● **Task input**
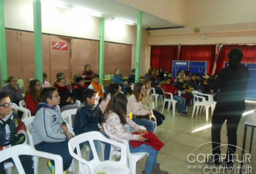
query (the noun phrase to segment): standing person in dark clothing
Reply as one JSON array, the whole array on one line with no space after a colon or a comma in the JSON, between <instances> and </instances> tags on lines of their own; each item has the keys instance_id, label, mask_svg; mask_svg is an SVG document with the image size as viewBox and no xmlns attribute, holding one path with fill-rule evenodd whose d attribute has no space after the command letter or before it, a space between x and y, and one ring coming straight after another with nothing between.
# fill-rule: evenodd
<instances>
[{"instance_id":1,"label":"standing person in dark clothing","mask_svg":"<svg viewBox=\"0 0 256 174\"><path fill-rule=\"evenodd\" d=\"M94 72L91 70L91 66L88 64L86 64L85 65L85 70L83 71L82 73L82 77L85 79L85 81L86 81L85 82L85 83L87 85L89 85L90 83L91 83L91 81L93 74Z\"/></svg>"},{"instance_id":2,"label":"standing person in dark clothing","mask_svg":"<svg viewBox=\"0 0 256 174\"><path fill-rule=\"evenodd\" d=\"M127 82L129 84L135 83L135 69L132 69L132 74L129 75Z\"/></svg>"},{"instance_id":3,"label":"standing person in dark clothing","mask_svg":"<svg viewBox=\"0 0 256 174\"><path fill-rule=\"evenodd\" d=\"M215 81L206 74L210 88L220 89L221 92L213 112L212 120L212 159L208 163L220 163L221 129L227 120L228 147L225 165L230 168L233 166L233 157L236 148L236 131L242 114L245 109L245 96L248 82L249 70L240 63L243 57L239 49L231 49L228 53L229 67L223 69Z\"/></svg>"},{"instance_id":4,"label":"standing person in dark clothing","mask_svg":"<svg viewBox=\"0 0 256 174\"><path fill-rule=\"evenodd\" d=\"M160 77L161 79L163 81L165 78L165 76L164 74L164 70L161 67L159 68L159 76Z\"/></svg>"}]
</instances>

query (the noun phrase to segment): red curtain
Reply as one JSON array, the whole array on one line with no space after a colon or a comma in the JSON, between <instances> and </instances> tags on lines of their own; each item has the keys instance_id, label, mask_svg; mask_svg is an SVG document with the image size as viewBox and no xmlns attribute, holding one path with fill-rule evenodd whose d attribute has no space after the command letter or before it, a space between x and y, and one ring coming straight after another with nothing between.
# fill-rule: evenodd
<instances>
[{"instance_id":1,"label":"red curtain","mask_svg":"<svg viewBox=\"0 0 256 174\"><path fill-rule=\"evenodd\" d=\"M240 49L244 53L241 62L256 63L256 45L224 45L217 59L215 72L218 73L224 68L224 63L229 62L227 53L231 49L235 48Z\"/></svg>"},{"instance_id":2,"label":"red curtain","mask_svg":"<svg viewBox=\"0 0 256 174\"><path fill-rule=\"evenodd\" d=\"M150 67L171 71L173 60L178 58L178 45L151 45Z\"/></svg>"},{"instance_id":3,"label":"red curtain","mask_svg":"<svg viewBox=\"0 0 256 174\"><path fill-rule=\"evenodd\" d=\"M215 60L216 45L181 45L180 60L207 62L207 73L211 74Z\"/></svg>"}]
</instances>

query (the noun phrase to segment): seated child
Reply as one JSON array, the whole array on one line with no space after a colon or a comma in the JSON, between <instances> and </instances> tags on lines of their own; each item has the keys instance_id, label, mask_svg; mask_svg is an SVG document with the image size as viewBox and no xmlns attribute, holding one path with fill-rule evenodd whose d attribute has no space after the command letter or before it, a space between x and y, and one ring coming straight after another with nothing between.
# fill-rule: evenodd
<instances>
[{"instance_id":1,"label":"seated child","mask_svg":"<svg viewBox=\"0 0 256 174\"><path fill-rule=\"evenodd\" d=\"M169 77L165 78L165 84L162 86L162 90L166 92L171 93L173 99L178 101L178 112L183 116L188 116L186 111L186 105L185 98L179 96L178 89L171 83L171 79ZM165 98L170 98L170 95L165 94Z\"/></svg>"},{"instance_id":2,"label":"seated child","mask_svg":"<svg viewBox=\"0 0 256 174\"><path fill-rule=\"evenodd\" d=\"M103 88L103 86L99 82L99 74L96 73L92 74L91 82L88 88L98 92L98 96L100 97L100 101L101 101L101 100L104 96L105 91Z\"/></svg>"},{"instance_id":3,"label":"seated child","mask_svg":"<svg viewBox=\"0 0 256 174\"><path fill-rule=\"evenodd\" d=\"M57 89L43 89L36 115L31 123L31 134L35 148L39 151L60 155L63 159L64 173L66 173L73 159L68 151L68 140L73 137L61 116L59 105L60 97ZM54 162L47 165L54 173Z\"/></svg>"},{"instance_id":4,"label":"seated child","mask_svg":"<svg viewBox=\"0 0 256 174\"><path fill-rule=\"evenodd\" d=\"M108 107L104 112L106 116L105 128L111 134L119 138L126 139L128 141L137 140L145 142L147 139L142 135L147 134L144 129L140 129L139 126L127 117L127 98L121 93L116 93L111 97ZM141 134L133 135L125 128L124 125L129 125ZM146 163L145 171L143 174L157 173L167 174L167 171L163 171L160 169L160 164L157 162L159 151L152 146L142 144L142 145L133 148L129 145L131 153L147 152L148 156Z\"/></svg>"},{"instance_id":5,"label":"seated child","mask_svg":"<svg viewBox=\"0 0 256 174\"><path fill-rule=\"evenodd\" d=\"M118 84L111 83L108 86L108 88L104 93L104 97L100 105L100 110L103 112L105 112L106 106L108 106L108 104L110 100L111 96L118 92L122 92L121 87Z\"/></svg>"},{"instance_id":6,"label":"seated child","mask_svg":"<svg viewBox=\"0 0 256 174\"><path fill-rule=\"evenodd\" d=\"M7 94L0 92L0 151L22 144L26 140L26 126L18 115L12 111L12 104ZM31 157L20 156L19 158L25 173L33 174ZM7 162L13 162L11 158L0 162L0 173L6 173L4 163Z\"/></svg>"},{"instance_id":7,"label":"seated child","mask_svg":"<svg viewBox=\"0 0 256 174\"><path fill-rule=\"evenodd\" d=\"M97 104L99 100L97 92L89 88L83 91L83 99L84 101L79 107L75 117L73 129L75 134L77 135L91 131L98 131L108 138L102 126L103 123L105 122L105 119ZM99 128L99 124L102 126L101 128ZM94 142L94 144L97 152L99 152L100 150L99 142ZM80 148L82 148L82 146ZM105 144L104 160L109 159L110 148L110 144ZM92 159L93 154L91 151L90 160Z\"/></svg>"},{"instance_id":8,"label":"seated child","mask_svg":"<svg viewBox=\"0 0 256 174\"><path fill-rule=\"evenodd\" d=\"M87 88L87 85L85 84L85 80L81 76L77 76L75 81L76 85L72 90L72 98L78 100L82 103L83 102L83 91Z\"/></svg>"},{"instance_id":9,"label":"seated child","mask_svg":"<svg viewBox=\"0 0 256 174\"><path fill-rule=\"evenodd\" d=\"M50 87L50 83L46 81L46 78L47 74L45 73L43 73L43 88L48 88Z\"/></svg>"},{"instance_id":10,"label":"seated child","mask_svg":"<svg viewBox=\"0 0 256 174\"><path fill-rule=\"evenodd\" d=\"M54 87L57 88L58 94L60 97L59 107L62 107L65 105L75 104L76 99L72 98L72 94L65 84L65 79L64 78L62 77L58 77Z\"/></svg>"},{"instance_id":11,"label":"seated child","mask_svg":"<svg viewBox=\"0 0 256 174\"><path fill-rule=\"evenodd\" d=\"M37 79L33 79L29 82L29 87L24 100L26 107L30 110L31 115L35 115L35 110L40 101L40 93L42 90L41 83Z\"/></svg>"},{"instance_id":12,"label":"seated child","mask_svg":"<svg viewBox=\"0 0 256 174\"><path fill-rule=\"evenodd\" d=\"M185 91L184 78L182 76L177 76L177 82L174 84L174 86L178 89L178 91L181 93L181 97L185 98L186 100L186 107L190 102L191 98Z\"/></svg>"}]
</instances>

● **Required work**
Omit the pictures. Output every record above word for word.

● **Correct output**
query (the noun phrase to segment): standing person in dark clothing
Reply as one JSON array, the whole array on one line with no space after a colon or a comma in the JSON, between <instances> and </instances> tags on lines of their own; each item has the keys instance_id, label, mask_svg; mask_svg is an SVG document with the image size as viewBox and no xmlns attribute, holding one path with fill-rule evenodd whose d attribute has no space after the command letter or before it, a space between x and y, and one ring coming straight after another with nothing between.
# fill-rule: evenodd
<instances>
[{"instance_id":1,"label":"standing person in dark clothing","mask_svg":"<svg viewBox=\"0 0 256 174\"><path fill-rule=\"evenodd\" d=\"M94 72L91 70L91 66L88 64L86 64L85 65L85 70L83 71L82 73L82 77L85 79L85 81L86 81L85 82L85 83L87 85L89 85L90 83L91 83L91 81L93 74Z\"/></svg>"},{"instance_id":2,"label":"standing person in dark clothing","mask_svg":"<svg viewBox=\"0 0 256 174\"><path fill-rule=\"evenodd\" d=\"M127 82L129 84L135 83L135 69L132 69L132 74L129 75Z\"/></svg>"},{"instance_id":3,"label":"standing person in dark clothing","mask_svg":"<svg viewBox=\"0 0 256 174\"><path fill-rule=\"evenodd\" d=\"M215 81L206 74L210 88L220 89L221 92L213 112L212 120L212 159L208 163L220 163L221 129L227 120L228 147L225 165L230 168L233 166L233 157L236 148L236 131L242 114L245 109L245 96L248 82L249 70L240 63L243 57L239 49L231 49L228 53L229 67L223 69Z\"/></svg>"},{"instance_id":4,"label":"standing person in dark clothing","mask_svg":"<svg viewBox=\"0 0 256 174\"><path fill-rule=\"evenodd\" d=\"M160 77L161 79L163 81L165 78L165 76L164 74L164 70L161 67L159 68L159 76Z\"/></svg>"}]
</instances>

query (the noun phrase to segment): red curtain
Reply as one JSON array, the whole array on one line with no space after a colon or a comma in the JSON, between <instances> and </instances> tags on lines of their own; each item has the keys instance_id, label, mask_svg; mask_svg is an SVG document with the image size as viewBox and no xmlns attribute, holding one path with fill-rule evenodd whose d attribute has no space after the command letter or before it, a space between x and y, and one ring coming straight after another with nothing between.
# fill-rule: evenodd
<instances>
[{"instance_id":1,"label":"red curtain","mask_svg":"<svg viewBox=\"0 0 256 174\"><path fill-rule=\"evenodd\" d=\"M240 49L244 53L241 62L256 63L256 45L224 45L217 59L215 72L218 73L224 68L224 63L229 62L227 53L231 49L235 48Z\"/></svg>"},{"instance_id":2,"label":"red curtain","mask_svg":"<svg viewBox=\"0 0 256 174\"><path fill-rule=\"evenodd\" d=\"M150 67L171 71L173 60L178 58L178 45L151 45Z\"/></svg>"},{"instance_id":3,"label":"red curtain","mask_svg":"<svg viewBox=\"0 0 256 174\"><path fill-rule=\"evenodd\" d=\"M215 60L216 45L181 45L180 60L207 62L207 73L211 74Z\"/></svg>"}]
</instances>

query (the noun phrase to segment): seated child
Reply as one JSON array, the whole array on one line with no space after a colon or a comma in the JSON, between <instances> and </instances> tags on lines of their own; each item has the keys instance_id, label, mask_svg; mask_svg is an SVG document with the image size as viewBox and no xmlns attribute, holding one path with fill-rule evenodd whose d attribute has no space after the command letter or before it, a space between x and y, and one ring coming straight after another with nothing between.
# fill-rule: evenodd
<instances>
[{"instance_id":1,"label":"seated child","mask_svg":"<svg viewBox=\"0 0 256 174\"><path fill-rule=\"evenodd\" d=\"M169 77L165 78L165 84L162 86L162 90L166 92L171 93L173 99L178 101L178 112L183 116L188 116L186 111L186 105L185 98L179 96L178 89L171 83L171 79ZM165 98L170 98L170 95L165 94Z\"/></svg>"},{"instance_id":2,"label":"seated child","mask_svg":"<svg viewBox=\"0 0 256 174\"><path fill-rule=\"evenodd\" d=\"M103 88L103 86L99 82L99 74L96 73L92 74L91 82L88 88L98 92L98 96L100 97L100 101L101 101L101 100L104 96L105 91Z\"/></svg>"},{"instance_id":3,"label":"seated child","mask_svg":"<svg viewBox=\"0 0 256 174\"><path fill-rule=\"evenodd\" d=\"M57 89L43 89L36 115L31 123L31 134L35 148L39 151L60 155L63 159L64 173L66 173L73 159L68 151L68 140L73 137L61 116L59 105L60 97ZM54 162L47 165L54 173Z\"/></svg>"},{"instance_id":4,"label":"seated child","mask_svg":"<svg viewBox=\"0 0 256 174\"><path fill-rule=\"evenodd\" d=\"M108 107L104 112L106 116L105 128L111 134L119 138L126 139L128 141L137 140L145 142L147 139L142 135L147 134L144 129L140 129L139 126L127 117L127 98L121 93L116 93L111 97ZM141 134L133 135L125 128L124 125L129 125ZM146 163L145 171L143 174L157 173L167 174L167 171L163 171L160 169L160 164L157 162L159 151L152 146L142 144L142 145L133 148L129 145L131 153L147 152L148 156Z\"/></svg>"},{"instance_id":5,"label":"seated child","mask_svg":"<svg viewBox=\"0 0 256 174\"><path fill-rule=\"evenodd\" d=\"M118 84L111 83L108 86L108 88L104 93L104 97L100 105L100 110L103 112L105 112L106 106L108 106L108 104L110 100L111 96L118 92L122 92L121 87Z\"/></svg>"},{"instance_id":6,"label":"seated child","mask_svg":"<svg viewBox=\"0 0 256 174\"><path fill-rule=\"evenodd\" d=\"M7 94L0 92L0 151L22 144L26 140L26 126L18 115L12 111L12 104ZM31 157L20 156L19 158L25 173L33 174ZM7 162L13 162L11 158L0 162L0 173L6 173L4 163Z\"/></svg>"},{"instance_id":7,"label":"seated child","mask_svg":"<svg viewBox=\"0 0 256 174\"><path fill-rule=\"evenodd\" d=\"M97 104L99 100L97 92L89 88L83 91L83 99L84 101L79 107L75 117L73 129L75 134L77 135L91 131L98 131L108 138L102 126L103 123L105 122L105 119ZM99 128L99 124L102 126L101 128ZM94 142L94 144L97 152L99 152L100 150L99 142ZM80 148L82 148L82 146ZM105 144L104 160L109 159L110 148L110 144ZM92 159L93 154L91 151L90 160Z\"/></svg>"},{"instance_id":8,"label":"seated child","mask_svg":"<svg viewBox=\"0 0 256 174\"><path fill-rule=\"evenodd\" d=\"M87 88L87 85L85 84L85 80L81 76L77 76L75 81L76 85L72 90L72 98L78 100L82 103L83 102L83 91Z\"/></svg>"},{"instance_id":9,"label":"seated child","mask_svg":"<svg viewBox=\"0 0 256 174\"><path fill-rule=\"evenodd\" d=\"M50 87L50 83L46 81L46 78L47 74L45 73L43 73L43 88L48 88Z\"/></svg>"},{"instance_id":10,"label":"seated child","mask_svg":"<svg viewBox=\"0 0 256 174\"><path fill-rule=\"evenodd\" d=\"M54 87L57 88L58 94L60 97L59 107L62 107L65 105L75 104L76 99L72 98L72 94L65 84L65 79L64 78L62 77L58 77Z\"/></svg>"},{"instance_id":11,"label":"seated child","mask_svg":"<svg viewBox=\"0 0 256 174\"><path fill-rule=\"evenodd\" d=\"M37 79L33 79L29 82L29 87L24 100L26 107L30 110L31 115L35 115L35 110L40 101L40 93L42 90L41 83Z\"/></svg>"},{"instance_id":12,"label":"seated child","mask_svg":"<svg viewBox=\"0 0 256 174\"><path fill-rule=\"evenodd\" d=\"M185 91L184 78L182 76L177 76L177 82L174 84L174 86L178 89L178 91L181 93L181 97L185 98L186 100L186 107L190 102L191 98Z\"/></svg>"}]
</instances>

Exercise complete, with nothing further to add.